## STATED GOAL 1
Print the rows again word for word, starting at the first line of the rows and ending at the line that contains "Give the mask of every instance of the bunting", with both ends included. Leave the pictures out of your answer.
___ EXCERPT PROVIDED
# Sit-ins vs sit-ons: What is your experience



## troppo (Feb 1, 2006)

If you have fished and/or done some touring from sit-in yaks AND sit-on yaks, please take the time to describe your experience. What did you like about the SIK? How about the SOT?

[I am not after discussion about what is theoretically 'right' for fishing or expeditions, but your opinions on what worked or didn't for you in your situation.]


----------



## JD (Jul 2, 2006)

Hi Troppo

I've got a Perception 370 Acadia sik that I've used for a few years. Great for a paddle but a bit restrictive when fishing. I also have a problem with the idea of rolling it and then having to wet exit. The exit is easy but not the re-entry. But I do still like the kayak. I've kept it for my wife to paddle as she's not into fishing.
Now I have a Swing and there's no comparison as far as I'm concerned. I don't think I'd go back to sik even if I didn't fish. The older you get the easier the sot is.

John


----------



## Scott (Aug 29, 2005)

Troppo, I have paddled Siks for many years. their inherent limitations as far as fishing goes stopped me from becoming a exclusive yak fisho until the p15 came on the scene. They are FAST, lack secondary stability generally and create more complex self rescue scenarios. I love my SOT for fishing (even if it is slow by comparison) and love the Mirage 580 for a pure paddling boat.

Catch ya Scott


----------



## bazzoo (Oct 17, 2006)

Hi Troppo, both are great in my humble opinion , i have a TK1 which i love to paddle with other tks or k1s, they are just the smoothest , i have a SEA WASP sea kayak which is fast and great to paddle and also very smooth, i occasionaly like to fish out of the sea kayak, but its really only a troll of a lure or two at a fairly fast clip, or a throw of a few lures on a sand flat, not really conducive to serious fishing , too restricted and the thought of an unceremonius entry into the drink does not grab me a lot, as reentry is a drag, and since i had the back surgeries , eskimo rolls are no longer an option, then there is the espri, great to fish off and paddels pretty well, and if i go for a dive , who cares , just crawl back on, so really , like them all , just depends on the mood at the time


----------



## Clarkos (Oct 11, 2006)

I've been fishing from my sik for about 18 months now. Never been on a sot so can't compare, but here's a few observations.

A little cramped when it comes to free space/access. Just means you've got to be organised, which I'm still coming to terms with. Not as stable as sot's from what I hear, and although getting out when they flip is easy, getting in again is a drama. This is why I'm a flat water, close to land speciallist. :wink:

On the plus side, I was paddling on Eucimbene (must learn how to spell it) yesterday with a bit of a breeze blowing and my legs were nice and warm while my hands were frozen. They are also much faster if you need to be somewhere or out of somewhere in a hurry.

Hope this has been useful to someone.

Cheers, Steve.


----------



## hairymick (Oct 18, 2005)

Hi Troppo,

Mate, here are a few of my thoughts for what they are worth.

Until recently, I have paddled and fished exclusively from a Sik but was swayed in the direction of a SOT by the many posts here singing their praises.
______
___ DATA TO PROCESS
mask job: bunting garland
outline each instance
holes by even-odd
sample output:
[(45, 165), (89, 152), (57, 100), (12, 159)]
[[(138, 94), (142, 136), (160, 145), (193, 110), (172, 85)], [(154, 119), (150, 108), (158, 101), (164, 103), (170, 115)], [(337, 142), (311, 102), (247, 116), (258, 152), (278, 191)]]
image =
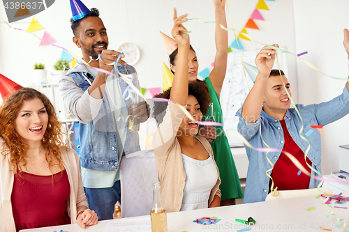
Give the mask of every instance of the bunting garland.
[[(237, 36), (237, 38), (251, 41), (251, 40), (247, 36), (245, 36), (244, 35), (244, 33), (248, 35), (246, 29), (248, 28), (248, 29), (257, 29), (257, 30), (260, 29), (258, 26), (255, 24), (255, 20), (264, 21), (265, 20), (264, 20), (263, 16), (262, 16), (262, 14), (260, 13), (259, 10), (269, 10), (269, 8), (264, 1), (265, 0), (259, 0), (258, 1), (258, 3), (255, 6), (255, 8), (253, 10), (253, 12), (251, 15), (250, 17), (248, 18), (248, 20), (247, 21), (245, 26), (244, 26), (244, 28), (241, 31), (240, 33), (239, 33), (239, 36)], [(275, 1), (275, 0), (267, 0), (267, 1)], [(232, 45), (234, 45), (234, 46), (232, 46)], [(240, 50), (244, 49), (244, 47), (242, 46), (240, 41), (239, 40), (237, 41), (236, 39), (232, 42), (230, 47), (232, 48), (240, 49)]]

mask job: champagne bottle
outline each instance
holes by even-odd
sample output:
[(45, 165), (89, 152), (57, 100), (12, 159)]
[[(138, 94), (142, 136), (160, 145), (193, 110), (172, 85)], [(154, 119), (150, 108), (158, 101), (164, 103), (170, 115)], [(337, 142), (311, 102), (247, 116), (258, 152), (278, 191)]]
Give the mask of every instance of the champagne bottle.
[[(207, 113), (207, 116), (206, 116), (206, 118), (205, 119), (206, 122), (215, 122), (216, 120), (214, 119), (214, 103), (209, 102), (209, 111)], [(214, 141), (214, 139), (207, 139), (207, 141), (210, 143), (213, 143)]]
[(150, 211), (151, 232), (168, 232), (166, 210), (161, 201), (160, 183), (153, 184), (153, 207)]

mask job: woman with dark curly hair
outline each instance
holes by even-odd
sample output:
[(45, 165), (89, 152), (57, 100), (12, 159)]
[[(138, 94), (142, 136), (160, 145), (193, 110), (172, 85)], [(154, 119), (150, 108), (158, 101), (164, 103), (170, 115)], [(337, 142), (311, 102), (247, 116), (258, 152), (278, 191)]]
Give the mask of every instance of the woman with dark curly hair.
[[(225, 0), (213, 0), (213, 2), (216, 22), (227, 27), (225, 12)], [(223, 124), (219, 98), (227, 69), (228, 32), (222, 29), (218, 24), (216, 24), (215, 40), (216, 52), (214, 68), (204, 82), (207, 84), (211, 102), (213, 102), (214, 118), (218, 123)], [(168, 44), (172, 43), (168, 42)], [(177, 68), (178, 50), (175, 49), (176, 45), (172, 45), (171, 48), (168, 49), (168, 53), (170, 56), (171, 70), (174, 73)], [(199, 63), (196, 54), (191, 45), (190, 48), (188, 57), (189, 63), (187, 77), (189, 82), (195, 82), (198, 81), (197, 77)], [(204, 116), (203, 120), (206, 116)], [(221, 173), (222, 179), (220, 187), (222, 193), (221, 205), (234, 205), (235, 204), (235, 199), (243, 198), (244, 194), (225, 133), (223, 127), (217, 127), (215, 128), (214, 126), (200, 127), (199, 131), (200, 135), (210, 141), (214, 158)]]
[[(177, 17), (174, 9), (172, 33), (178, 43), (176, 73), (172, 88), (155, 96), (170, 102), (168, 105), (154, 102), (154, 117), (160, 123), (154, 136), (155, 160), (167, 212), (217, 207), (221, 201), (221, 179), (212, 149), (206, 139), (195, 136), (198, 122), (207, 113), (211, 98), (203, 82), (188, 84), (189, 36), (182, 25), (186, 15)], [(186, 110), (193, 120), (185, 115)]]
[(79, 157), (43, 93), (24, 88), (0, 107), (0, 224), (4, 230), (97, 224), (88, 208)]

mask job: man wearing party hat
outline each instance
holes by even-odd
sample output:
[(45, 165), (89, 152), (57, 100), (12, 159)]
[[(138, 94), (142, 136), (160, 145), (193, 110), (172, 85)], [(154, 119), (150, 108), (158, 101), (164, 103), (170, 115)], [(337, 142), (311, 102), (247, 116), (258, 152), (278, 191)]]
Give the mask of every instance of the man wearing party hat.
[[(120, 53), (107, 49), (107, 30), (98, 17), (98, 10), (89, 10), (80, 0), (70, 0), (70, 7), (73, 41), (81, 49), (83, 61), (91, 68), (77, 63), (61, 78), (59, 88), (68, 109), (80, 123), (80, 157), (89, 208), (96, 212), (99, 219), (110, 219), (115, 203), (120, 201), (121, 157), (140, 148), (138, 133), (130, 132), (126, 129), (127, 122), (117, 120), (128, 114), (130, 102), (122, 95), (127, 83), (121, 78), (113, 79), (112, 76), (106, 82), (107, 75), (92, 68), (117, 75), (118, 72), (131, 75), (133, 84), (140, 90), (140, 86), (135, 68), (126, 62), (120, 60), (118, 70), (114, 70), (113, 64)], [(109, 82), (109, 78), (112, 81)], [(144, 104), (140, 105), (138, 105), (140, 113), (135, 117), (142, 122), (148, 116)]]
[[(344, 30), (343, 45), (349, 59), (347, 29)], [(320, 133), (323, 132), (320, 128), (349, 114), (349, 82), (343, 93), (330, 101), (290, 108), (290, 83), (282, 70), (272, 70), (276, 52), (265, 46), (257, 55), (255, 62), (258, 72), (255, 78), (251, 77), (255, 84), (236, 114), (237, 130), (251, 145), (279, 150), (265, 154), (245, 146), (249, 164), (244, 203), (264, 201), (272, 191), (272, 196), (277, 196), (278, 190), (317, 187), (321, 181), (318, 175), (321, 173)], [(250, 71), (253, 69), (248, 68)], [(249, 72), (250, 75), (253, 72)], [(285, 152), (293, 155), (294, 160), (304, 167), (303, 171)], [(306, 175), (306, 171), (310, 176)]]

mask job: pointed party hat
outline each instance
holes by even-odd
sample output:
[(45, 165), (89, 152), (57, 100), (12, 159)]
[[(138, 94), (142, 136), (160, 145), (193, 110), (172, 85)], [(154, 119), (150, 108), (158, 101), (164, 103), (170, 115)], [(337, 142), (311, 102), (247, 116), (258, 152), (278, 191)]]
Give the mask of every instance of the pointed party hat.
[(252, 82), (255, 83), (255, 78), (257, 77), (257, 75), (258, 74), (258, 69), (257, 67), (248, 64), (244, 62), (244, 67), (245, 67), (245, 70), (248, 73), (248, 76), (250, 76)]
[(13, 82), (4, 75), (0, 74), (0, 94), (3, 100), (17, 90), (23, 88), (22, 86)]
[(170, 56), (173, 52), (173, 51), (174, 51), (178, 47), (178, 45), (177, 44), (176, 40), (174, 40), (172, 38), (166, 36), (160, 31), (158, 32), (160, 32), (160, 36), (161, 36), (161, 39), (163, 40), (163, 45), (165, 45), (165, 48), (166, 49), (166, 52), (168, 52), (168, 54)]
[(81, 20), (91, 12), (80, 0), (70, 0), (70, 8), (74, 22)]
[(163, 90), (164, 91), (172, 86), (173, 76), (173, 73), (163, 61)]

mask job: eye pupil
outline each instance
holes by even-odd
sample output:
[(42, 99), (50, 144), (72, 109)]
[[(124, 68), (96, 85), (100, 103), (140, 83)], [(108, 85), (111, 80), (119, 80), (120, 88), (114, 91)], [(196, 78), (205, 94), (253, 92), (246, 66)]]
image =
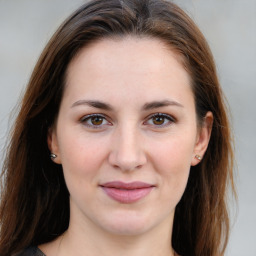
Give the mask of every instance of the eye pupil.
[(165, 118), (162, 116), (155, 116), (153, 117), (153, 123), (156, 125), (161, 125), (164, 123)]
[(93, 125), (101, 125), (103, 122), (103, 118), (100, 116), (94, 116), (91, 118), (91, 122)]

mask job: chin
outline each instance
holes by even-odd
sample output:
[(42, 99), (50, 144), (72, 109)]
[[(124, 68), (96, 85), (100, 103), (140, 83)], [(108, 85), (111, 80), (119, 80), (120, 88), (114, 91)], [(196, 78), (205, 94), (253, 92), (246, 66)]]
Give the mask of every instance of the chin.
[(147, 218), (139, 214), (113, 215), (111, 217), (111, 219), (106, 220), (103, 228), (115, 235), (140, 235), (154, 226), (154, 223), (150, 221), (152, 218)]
______
## STATED GOAL 2
In the forum thread comparing sit-in and sit-on kayaks, write out the passage starting at "A little cramped" and ending at "useful to someone.", substituting "struggle" for "drama".

## EXERCISE RESPONSE 1
mask job: bunting garland
outline each instance
holes by even-odd
sample output:
[(45, 165), (89, 152), (57, 100), (12, 159)]
[[(138, 94), (142, 136), (160, 145), (193, 110), (172, 85)], [(154, 119), (150, 108), (158, 101), (164, 103), (170, 115)], [(337, 142), (311, 102), (247, 116), (258, 152), (278, 191)]]
image =
Give the mask of every instance of the bunting garland.

## EXERCISE RESPONSE 2
A little cramped when it comes to free space/access. Just means you've got to be organised, which I'm still coming to terms with. Not as stable as sot's from what I hear, and although getting out when they flip is easy, getting in again is a struggle. This is why I'm a flat water, close to land speciallist. :wink:

On the plus side, I was paddling on Eucimbene (must learn how to spell it) yesterday with a bit of a breeze blowing and my legs were nice and warm while my hands were frozen. They are also much faster if you need to be somewhere or out of somewhere in a hurry.

Hope this has been useful to someone.